**PROBLEMS TO WORK ON**:
• A. Rework the stretch of the N. Ravichandran profile from "N. Ravichandran is" through "and residential space." so that "Madras" takes the place of "Chennai".
• B. Name every city where, according to the N. Ravichandran profile, TVH has offices.
[[ EXCERPT PROVIDED, beginning ]]
- Born: Tiruchirappalli, India
- Education: Harvard University (OPM)
- Occupations: Business magnate, entrepreneur, investor, philanthropist
- Years active: 1997–present
- Known for: Founder of TVH (True Value Homes) group
- Title: Chairman of TVH (True Value Homes) group of companies
- Relatives: K. N Nehru- DMK Leader
- Website: www.tvh.in

= N. Ravichandran =

Indian real-estate businessman

N. Ravichandran is an Indian business magnate, investor and philanthropist. He is the founder and chairman of TVH (True Value Homes) group, an Indian conglomerate with presence in real estate, energy and construction.

==Early life and education==
Ravichandran grew up in Trichy and later moved to Chennai. He is a civil engineer and he obtained his OPM from Harvard Business School in the United States.

==Career==
In 1997, Ravichandran founded True Value Homes (TVH). TVH has offices in Chennai, Trichy, Coimbatore and Kochin. By 2013, TVH had developed six million sq.ft cumulatively in both commercial and residential space.

==Honours and awards==
- Reality Plus – Luxuary project of the year 2012
- Reality Plus – Environmental friendly project of the year 2012
- Best affordable housing of the year 2012 & 2013 awarded by NDTV Profit
- CNBC Real Estate Award for BEST 100% completed ultra luxury residential
- Best concrete structure award for the year 2011 recognised by the Tamil Nadu Government

==Philanthropy==
- Ravichandran, through TVH, helped organise Medical camps in economically backward villages, and day care facilities for the children. He also organized Creche's and schools at each site to educate the children of contract labourers
- He proactively donates to Udavum Karangal, a charity for orphans and the destitute and to other such charities.
- Under his stewardship, TVH has adopted more than 700 orphan children from the Indian Council of Child Welfare
- Ravichandran is also actively working to create awareness about the importance of educating the Girl child.
[[ EXCERPT PROVIDED, end ]]
[[ MATERIAL PROVIDED, beginning ]]
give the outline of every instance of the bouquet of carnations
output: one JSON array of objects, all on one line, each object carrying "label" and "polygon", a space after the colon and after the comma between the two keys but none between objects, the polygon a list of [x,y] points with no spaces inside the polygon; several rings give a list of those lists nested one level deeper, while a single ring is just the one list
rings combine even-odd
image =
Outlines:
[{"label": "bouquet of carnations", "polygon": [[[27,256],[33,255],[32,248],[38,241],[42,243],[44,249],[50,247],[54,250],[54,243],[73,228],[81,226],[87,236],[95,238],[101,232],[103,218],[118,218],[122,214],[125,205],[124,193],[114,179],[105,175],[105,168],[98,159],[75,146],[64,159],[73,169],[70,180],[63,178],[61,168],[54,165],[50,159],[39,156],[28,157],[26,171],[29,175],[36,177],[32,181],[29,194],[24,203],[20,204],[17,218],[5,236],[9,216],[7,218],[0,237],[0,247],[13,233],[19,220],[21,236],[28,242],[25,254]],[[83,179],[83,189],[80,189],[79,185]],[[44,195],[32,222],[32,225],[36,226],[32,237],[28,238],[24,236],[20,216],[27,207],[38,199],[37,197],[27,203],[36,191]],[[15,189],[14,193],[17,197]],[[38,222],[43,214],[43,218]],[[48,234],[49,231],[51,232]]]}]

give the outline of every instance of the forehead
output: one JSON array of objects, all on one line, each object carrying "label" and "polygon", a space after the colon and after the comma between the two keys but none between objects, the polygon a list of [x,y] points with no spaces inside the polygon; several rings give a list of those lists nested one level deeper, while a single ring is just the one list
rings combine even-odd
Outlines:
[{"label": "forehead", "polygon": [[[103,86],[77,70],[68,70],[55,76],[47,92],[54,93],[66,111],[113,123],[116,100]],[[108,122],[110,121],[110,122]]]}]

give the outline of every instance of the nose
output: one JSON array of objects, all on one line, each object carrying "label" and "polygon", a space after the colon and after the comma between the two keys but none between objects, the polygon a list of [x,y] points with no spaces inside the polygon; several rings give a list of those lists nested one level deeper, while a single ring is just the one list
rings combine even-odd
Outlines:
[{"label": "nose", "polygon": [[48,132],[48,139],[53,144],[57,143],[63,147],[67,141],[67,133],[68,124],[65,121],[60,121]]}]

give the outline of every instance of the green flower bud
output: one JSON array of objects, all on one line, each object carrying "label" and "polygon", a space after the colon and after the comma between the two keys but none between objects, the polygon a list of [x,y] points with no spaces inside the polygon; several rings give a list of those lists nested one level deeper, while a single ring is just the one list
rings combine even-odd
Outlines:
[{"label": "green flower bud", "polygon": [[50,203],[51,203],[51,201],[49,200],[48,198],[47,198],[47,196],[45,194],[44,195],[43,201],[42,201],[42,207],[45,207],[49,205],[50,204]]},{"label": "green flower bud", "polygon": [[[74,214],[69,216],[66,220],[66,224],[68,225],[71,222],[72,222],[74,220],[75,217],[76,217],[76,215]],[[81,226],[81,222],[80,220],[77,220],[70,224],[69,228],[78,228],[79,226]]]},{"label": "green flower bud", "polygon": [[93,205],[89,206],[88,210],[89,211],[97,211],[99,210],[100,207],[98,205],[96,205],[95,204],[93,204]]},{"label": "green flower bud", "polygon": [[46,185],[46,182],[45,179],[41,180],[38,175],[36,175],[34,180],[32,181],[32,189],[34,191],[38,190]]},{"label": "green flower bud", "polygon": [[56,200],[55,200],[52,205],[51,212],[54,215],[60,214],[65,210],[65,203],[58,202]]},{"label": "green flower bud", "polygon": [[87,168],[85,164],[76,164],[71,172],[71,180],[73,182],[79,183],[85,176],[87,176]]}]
[[ MATERIAL PROVIDED, end ]]
**ANSWERS**:
• A.
N. Ravichandran is an Indian business magnate, investor and philanthropist. He is the founder and chairman of TVH (True Value Homes) group, an Indian conglomerate with presence in real estate, energy and construction.

==Early life and education==
Ravichandran grew up in Trichy and later moved to Madras. He is a civil engineer and he obtained his OPM from Harvard Business School in the United States.

==Career==
In 1997, Ravichandran founded True Value Homes (TVH). TVH has offices in Madras, Trichy, Coimbatore and Kochin. By 2013, TVH had developed six million sq.ft cumulatively in both commercial and residential space.

• B. Chennai, Trichy, Coimbatore, Kochin